__Collected data__:
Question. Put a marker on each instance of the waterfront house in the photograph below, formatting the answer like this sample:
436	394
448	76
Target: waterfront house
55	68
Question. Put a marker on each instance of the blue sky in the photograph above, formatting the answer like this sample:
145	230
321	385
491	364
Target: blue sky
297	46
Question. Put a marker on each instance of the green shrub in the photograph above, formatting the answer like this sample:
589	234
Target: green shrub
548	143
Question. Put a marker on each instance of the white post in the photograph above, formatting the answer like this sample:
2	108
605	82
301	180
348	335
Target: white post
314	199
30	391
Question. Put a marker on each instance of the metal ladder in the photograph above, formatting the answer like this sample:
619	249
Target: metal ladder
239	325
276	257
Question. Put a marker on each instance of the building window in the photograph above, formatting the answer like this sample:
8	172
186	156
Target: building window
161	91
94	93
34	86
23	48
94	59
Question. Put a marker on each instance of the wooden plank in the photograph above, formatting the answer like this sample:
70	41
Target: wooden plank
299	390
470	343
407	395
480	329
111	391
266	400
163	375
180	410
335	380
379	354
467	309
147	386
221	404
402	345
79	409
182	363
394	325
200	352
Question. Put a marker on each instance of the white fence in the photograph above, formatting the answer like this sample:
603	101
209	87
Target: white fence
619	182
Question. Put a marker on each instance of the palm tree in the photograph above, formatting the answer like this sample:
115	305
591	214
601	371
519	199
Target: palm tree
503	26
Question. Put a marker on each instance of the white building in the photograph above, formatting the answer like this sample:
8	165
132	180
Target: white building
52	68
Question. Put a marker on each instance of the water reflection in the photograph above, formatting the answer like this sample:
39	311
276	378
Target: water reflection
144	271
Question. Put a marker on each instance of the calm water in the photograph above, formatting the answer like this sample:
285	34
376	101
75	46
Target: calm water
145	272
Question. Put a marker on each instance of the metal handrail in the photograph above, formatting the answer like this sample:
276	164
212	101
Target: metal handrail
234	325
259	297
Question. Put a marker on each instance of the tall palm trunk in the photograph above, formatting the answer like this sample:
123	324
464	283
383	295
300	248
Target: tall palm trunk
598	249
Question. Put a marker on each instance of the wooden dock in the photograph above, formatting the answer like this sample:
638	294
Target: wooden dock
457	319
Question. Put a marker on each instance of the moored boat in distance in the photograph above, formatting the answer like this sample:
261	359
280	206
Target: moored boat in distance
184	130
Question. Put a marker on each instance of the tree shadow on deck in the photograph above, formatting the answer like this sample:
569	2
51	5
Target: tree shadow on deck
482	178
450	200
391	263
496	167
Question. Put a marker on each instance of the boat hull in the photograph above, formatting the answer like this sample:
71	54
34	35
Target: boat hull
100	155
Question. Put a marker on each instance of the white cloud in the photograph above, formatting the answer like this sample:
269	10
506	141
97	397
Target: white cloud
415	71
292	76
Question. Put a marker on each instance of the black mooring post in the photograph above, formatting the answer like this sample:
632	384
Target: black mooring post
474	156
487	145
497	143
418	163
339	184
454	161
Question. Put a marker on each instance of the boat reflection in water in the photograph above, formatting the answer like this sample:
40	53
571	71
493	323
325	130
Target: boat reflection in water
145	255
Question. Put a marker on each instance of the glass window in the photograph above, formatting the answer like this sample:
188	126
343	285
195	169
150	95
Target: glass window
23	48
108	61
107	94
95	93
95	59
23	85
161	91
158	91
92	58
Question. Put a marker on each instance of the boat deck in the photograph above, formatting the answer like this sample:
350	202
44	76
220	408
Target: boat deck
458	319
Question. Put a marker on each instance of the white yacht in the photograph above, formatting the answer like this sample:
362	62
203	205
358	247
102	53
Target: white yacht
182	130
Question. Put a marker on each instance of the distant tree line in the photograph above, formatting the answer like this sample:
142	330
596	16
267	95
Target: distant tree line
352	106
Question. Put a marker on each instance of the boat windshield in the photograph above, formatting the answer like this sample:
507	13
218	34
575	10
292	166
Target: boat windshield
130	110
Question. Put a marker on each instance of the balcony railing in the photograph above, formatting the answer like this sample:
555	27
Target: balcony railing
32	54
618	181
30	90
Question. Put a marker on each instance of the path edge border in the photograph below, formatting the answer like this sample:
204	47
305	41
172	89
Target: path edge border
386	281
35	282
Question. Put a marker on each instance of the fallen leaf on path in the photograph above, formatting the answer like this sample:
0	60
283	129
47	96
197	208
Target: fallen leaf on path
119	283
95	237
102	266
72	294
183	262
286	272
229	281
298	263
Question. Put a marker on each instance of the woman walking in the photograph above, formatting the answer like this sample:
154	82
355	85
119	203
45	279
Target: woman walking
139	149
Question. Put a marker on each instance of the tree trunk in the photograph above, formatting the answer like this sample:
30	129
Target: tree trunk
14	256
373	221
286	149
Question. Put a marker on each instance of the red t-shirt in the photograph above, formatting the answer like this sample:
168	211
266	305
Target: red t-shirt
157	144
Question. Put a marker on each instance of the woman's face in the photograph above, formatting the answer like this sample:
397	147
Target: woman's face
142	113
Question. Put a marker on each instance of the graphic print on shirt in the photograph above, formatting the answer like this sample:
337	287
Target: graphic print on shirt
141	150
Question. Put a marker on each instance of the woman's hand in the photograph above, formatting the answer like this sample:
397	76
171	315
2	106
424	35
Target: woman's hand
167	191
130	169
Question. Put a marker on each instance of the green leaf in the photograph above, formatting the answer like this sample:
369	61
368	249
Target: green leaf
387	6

__Try it__: Every entry should be restated word for word.

__Answer for the task__:
Question. Put a marker on each instance of the waterfront house in the photograph below, formatting the answer like this sample:
436	394
448	76
Target: waterfront house
55	68
Question. Put a marker on each instance of the blue sky in the photograph above, formatting the answer like this sample:
145	230
321	385
491	364
Target: blue sky
297	46
Question. Put a marker on each instance of the green shrub in the photograph above, formatting the answer like this sample:
589	234
Target: green shrub
548	143
Question. Put a marker on each instance of the white post in the photograph above, formatting the answer like this sample:
2	108
605	82
301	180
348	335
Target: white post
314	199
30	391
Question. Put a marker on each instance of the metal ladder in the photograph above, formatting the answer like this sample:
619	249
Target: metal ladder
239	325
276	257
Question. Put a marker on each instance of the building window in the photograph above, formatting the answer like this sample:
8	172
186	156
Target: building window
161	91
94	93
34	86
23	48
94	59
Question. Put a marker on each instance of the wooden plank in the photograph above, formatting the answer like this sample:
70	41
Target: wooden plank
299	390
470	343
407	395
480	329
111	391
266	400
163	375
180	410
335	380
379	354
467	309
147	386
221	404
402	345
79	409
182	363
394	325
200	352
Question. Put a marker on each instance of the white fence in the photograph above, formatting the answer like this sample:
603	101
209	87
Target: white fence
619	182
Question. Put a marker on each instance of the palm tree in the photograph above, formatting the answer like this sample:
115	305
591	214
601	371
519	199
Target: palm tree
503	26
Question. Put a marker on each instance of the white building in the photograph above, formatting the answer like this sample:
8	165
132	180
Target: white building
52	68
Question. Put a marker on each instance of the water reflection in the photograph above, formatting the answer like this sample:
39	311
276	378
Target: water reflection
144	271
Question. Put a marker on each instance of the calm water in the photograph above, formatting the answer like this sample:
285	34
376	101
75	46
Target: calm water
145	272
Question. Put a marker on each instance of the metal handrail in the photograph above, formatting the answer like this sample:
276	164
212	101
Target: metal handrail
234	325
259	297
Question. Put a marker on each instance of the tall palm trunk in the photograph above, formatting the answer like this sample:
123	324
464	283
383	295
300	248
Target: tall palm trunk
598	249
Question. Put a marker on each instance of the wooden dock in the photograph above, formatting the answer like this sample:
638	294
Target: wooden dock
457	319
Question. Put a marker on each instance of the moored boat in distance in the photograph above, formatting the answer like this sample:
261	359
280	206
Target: moored boat in distance
184	130
Question. Put a marker on each instance of the tree shadow on deck in the photograph above, formatting the answer like this sample:
569	2
51	5
Target: tree shadow on deck
482	178
450	200
391	263
496	167
Question. Put a marker on each instance of the boat hull in the photograph above, formatting the answer like this sample:
71	54
34	35
Target: boat hull
100	155
Question. Put a marker on each instance of the white cloud in the photograph above, formatting the answer like this sample:
269	10
506	141
97	397
Target: white cloud
415	71
292	76
Question. Put a marker on each instance of the black mooring post in the photograph above, formatting the answer like this sample:
632	384
Target: black mooring post
474	156
487	145
497	143
418	163
339	184
454	161
Question. Put a marker on each instance of the boat reflection in water in the photograph above, formatting the answer like this sample:
40	53
571	71
493	323
325	130
Target: boat reflection in water
145	255
Question. Put a marker on each instance of the glass window in the photograph above, formatting the answer like this sample:
188	126
343	285
195	169
150	95
Target: glass window
23	48
108	61
107	94
95	93
95	59
23	85
161	91
158	91
92	58
Question. Put a marker on each instance of the boat deck in the photograph above, formatting the answer like this sample:
350	202
44	76
220	408
Target: boat deck
458	319
Question. Put a marker on each instance of the white yacht in the photograph above, formatting the answer like this sample:
362	62
203	205
358	247
102	53
Target: white yacht
182	130
Question. Put a marker on each instance of the distant tree line in the photograph above, formatting the answer like this sample:
142	330
596	16
267	95
Target: distant tree line
352	106
Question. Put a marker on each instance of the boat windshield in the photograph above, formatting the answer like this sample:
507	13
218	34
575	10
292	166
Target: boat windshield
130	110
Question. Put a marker on each instance of the balcony railing in the photograph above, formatting the answer like this sample:
555	27
Target: balcony railing
32	54
618	181
30	90
Question. Put a marker on each instance of the path edge border in the photograph below, formatting the answer like this sample:
204	47
305	41
172	89
Target: path edge border
386	281
35	282
Question. Put a marker on each instance of the fallen leaf on path in the photograph above, formatting the answer like this sample:
0	60
283	129
47	96
197	208
Target: fallen leaf on path
119	283
95	237
102	266
72	294
183	262
286	272
229	281
298	263
Question. Put a marker on each instance of the woman walking in the photograph above, formatting the answer like this sample:
154	82
355	85
119	203
45	279
Target: woman walking
139	149
Question. Put a marker on each instance of the tree trunk in the photograph above, formatting the answer like this sample:
30	129
Target: tree trunk
14	256
373	221
286	149
Question. Put a marker on each instance of the red t-shirt in the photograph above, formatting the answer like this sample:
168	211
266	305
Target: red t-shirt
157	144
Question. Put a marker on each instance of the woman's face in the photograph above, formatting the answer like this sample:
397	147
Target: woman's face
142	113
Question. Put a marker on each instance of the graphic print on shirt in the photograph above, formatting the answer like this sample:
337	287
Target: graphic print on shirt
141	150
Question. Put a marker on each instance of the woman's hand in the photograph above, formatting the answer like this sample:
397	76
171	315
2	106
424	35
Target: woman's hand
167	191
130	169
Question. Put a marker on each instance of the green leaf in the photograph above, formatting the answer like this sample:
369	61
368	249
Target: green leaf
387	6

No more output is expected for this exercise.